-------- DOCUMENT EXTRACT

= Keith A. Sandiford =

Barbadian-born historian

Keith Albert Sandiford (born 1947) is a Barbadian-born historian. He has taught literature at Louisiana State University since 1986.

==Life and career==
Sandiford was born in Barbados and educated at Combermere School in Bridgetown. He received a BA from the Interamerican University of Puerto Rico, and an MA and a PhD from the University of Illinois at Urbana–Champaign. His PhD dissertation was titled "The Evolution of Racial and Political Consciousness in Three Black Writers of Eighteenth-Century England."

----------------

WORK TO DO:
(A) Decide whether each statement agrees with the Keith A. Sandiford biography, giving yes or no with the deciding words quoted from it: (i) Sandiford has taught literature at Louisiana State University since 1986. (ii) Sandiford earned his PhD at the Interamerican University of Puerto Rico. (iii) Sandiford was educated at Combermere School in Bridgetown.
(B) Extend the Keith A. Sandiford biography past its final sentence.

-------- DATA EXTRACT

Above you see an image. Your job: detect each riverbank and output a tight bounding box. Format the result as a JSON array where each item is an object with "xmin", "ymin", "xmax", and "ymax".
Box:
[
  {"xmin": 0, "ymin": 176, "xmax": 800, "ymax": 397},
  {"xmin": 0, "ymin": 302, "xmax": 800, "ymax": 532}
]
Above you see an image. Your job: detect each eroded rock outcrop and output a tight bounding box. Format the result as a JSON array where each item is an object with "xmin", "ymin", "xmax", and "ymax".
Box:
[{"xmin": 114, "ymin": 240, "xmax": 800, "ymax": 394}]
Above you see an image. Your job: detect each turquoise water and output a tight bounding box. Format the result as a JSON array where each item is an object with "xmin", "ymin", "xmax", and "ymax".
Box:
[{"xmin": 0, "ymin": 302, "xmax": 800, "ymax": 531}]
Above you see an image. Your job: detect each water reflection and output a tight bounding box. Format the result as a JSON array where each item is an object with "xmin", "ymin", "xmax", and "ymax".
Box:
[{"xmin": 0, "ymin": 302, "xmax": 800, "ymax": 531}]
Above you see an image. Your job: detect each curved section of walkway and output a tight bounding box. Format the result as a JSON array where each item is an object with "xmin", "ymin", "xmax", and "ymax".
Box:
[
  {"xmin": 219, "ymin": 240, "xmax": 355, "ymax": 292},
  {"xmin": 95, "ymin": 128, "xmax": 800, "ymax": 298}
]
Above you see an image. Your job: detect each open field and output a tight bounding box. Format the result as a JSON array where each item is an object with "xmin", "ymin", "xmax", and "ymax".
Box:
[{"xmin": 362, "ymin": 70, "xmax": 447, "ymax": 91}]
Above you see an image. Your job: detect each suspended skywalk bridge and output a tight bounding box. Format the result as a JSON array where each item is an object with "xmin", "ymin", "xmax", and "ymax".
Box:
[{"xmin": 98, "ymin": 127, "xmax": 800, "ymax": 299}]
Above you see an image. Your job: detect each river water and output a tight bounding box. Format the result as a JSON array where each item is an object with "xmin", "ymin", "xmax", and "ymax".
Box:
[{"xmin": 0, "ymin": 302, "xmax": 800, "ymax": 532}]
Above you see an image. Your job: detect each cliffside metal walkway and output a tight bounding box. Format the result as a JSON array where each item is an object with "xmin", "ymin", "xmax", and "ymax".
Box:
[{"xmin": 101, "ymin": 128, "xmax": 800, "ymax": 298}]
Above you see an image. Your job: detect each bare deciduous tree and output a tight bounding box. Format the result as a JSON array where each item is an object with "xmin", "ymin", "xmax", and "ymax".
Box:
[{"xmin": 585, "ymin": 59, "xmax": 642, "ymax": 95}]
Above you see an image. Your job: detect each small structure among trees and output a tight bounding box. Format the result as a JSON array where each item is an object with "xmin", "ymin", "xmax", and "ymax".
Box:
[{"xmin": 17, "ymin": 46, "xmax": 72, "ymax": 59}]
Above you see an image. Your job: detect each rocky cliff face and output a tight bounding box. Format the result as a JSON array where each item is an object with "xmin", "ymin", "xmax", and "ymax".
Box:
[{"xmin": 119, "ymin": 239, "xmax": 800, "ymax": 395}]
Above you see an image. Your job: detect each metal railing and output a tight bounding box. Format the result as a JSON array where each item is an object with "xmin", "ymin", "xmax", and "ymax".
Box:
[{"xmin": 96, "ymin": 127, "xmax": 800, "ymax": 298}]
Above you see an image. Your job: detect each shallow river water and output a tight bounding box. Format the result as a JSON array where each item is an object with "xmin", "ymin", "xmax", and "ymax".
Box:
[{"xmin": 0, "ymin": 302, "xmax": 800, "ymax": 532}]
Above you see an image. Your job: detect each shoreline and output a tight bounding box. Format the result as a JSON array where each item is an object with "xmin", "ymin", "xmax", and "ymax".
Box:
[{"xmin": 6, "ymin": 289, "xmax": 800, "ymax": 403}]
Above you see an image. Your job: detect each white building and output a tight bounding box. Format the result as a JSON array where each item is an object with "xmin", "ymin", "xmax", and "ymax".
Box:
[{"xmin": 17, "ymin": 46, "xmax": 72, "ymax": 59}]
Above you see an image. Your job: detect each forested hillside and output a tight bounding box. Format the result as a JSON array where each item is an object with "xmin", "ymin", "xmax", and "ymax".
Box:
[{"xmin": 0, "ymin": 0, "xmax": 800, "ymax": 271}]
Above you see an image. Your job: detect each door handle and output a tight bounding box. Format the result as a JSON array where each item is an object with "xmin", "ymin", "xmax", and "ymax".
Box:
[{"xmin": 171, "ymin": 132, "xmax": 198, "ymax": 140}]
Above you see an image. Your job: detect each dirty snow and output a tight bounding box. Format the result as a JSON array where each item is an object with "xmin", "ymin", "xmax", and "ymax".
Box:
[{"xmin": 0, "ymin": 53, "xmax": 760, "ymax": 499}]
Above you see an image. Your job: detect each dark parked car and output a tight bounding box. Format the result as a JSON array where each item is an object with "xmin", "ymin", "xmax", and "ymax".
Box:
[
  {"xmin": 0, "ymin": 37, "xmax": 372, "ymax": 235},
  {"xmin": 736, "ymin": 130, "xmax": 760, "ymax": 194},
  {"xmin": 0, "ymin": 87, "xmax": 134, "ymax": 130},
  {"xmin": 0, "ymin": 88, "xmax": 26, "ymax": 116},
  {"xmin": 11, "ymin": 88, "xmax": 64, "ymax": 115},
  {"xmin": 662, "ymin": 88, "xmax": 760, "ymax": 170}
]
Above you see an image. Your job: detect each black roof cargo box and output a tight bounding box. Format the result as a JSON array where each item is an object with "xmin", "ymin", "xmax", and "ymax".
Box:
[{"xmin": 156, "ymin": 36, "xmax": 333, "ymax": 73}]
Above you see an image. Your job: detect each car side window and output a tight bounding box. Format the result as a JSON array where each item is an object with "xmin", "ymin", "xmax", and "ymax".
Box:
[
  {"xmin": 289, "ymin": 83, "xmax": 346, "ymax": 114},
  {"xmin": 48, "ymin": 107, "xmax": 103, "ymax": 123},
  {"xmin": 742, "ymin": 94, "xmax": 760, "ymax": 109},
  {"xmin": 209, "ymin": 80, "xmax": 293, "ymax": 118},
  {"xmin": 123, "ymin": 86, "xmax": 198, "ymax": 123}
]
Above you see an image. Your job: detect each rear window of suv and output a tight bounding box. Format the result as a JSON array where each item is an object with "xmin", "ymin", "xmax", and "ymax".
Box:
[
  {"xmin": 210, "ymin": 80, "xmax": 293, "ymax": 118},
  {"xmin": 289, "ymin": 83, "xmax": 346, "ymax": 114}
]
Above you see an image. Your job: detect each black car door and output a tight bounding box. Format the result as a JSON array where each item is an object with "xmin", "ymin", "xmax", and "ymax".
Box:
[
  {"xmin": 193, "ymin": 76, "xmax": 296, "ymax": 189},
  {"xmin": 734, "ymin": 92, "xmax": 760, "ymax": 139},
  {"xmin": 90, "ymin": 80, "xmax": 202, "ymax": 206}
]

----------------

TASK-BY-TASK ANSWERS:
(A)
(i) Yes: "He has taught literature at Louisiana State University since 1986."
(ii) No: "an MA and a PhD from the University of Illinois at Urbana–Champaign"
(iii) Yes: "educated at Combermere School in Bridgetown"

(B)
After graduating, Sandiford taught at Combermere School, at the University of the West Indies in Cave Hill, Barbados, and at Coppin State University in Baltimore. Since 1986 he has taught 18th-century British Literature and Afro-American Literature at Louisiana State University. His research and publication interests have focused primarily on literature and 18th-century Caribbean society, especially in regards to the sugar industry and slavery.

==Books==
- Measuring the Moment: Strategies of Protest in Eighteenth-Century Afro-English Writing (1988)
- The Cultural Politics of Sugar: Caribbean Slavery and Narratives of Colonialism (2000)
- Theorizing a Colonial Caribbean-Atlantic Imaginary: Sugar and Obeah (2011)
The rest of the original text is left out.